**TO DO:**
[1] List every field label that appears under the "Information" heading of the Humble Hearts School page.
[2] Reproduce the Humble Hearts School page between "Humble Hearts School, Kenya's" and "the local community.", inclusive.
** start of PAGE **
Location
- Sinai, Nairobi Kenya
- Coordinates: 1°15′00″S 36°55′38″E﻿ / ﻿1.25012°S 36.927344°E

Information
- Type: Bilingual school for the deaf
- Established: 9 September 2003 (22 years ago)
- Founder: Beatrice Anunda
- Principal: Beatrice Anunda
- Age range: infancy to 20 years
- Enrollment: 300

= Humble Hearts School =

Humble Hearts School, Kenya's first bilingual school for the deaf using Kenyan Sign Language (KSL) and English on an equal basis, was started by Beatrice Anunda on 9 September 2003.

== History ==
Anunda was taught Kenyan Sign Language in the University of Nairobi's KSL Research Project, and came across a nine-year-old deaf child called Melinda in Doonholm. Anunda decided to start a project to reach out to deaf children who could not access schooling. In 2005, the project had developed into a school for 30 students in a room of 100 sqft, constructed of steel roofing sheets. The school began to admit hearing siblings, and then other hearing children in the area of the school were admitted to Humble Hearts to promote inclusion. By the end of 2006, there were 300 students. In addition, KSL classes were offered to parents and others in the local community.
** end of PAGE **
** start of GIVEN ENTRIES **
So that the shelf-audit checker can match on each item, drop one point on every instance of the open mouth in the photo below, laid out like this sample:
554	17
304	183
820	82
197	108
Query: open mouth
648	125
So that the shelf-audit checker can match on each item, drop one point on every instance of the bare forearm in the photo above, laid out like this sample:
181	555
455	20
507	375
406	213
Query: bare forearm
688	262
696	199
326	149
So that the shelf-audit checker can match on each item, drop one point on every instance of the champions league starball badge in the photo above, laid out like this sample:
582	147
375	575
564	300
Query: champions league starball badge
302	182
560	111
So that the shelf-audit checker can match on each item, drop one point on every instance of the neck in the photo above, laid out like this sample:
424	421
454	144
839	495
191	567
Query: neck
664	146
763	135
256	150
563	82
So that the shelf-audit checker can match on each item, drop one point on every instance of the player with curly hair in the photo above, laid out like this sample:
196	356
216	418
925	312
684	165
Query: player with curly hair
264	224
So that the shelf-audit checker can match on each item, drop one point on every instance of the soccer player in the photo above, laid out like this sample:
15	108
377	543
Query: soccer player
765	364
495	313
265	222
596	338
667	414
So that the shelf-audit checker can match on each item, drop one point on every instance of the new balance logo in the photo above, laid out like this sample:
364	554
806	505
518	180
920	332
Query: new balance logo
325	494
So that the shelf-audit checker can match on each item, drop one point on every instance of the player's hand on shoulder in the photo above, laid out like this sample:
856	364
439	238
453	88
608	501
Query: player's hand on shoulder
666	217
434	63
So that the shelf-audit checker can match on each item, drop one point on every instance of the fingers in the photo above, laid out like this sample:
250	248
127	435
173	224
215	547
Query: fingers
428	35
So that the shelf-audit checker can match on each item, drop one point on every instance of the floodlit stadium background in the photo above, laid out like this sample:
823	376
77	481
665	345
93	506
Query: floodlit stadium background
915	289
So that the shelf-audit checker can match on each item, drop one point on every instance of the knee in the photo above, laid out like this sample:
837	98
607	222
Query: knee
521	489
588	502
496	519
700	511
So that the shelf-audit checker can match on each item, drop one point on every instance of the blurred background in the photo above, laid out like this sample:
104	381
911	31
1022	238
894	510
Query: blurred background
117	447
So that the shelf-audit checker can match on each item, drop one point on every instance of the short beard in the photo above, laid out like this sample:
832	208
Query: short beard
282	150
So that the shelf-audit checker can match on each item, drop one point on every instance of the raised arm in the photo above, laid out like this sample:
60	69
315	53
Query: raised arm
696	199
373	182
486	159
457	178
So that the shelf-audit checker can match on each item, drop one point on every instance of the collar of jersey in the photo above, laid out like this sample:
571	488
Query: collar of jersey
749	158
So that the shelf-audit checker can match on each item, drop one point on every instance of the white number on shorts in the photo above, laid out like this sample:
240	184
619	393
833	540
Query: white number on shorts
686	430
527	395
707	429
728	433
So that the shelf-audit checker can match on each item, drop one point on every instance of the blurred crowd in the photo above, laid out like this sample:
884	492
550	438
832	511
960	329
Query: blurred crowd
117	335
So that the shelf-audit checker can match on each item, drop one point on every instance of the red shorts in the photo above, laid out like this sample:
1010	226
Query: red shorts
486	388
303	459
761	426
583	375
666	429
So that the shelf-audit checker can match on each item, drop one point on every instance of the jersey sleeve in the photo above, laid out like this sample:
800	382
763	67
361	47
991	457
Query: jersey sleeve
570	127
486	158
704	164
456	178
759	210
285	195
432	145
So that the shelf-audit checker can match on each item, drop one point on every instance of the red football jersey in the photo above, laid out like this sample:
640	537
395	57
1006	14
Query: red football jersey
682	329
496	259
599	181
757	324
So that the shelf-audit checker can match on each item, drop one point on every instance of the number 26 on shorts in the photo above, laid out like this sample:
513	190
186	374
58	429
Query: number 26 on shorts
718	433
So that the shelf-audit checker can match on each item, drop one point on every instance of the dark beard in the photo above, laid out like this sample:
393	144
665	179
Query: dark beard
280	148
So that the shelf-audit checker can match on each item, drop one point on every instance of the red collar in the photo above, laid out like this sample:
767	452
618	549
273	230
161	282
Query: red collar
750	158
** end of GIVEN ENTRIES **
**ANSWERS TO THE EXERCISES:**
[1]
- Type
- Established
- Founder
- Principal
- Age range
- Enrollment

[2]
Humble Hearts School, Kenya's first bilingual school for the deaf using Kenyan Sign Language (KSL) and English on an equal basis, was started by Beatrice Anunda on 9 September 2003.

== History ==
Anunda was taught Kenyan Sign Language in the University of Nairobi's KSL Research Project, and came across a nine-year-old deaf child called Melinda in Doonholm. Anunda decided to start a project to reach out to deaf children who could not access schooling. In 2005, the project had developed into a school for 30 students in a room of 100 sqft, constructed of steel roofing sheets. The school began to admit hearing siblings, and then other hearing children in the area of the school were admitted to Humble Hearts to promote inclusion. By the end of 2006, there were 300 students. In addition, KSL classes were offered to parents and others in the local community.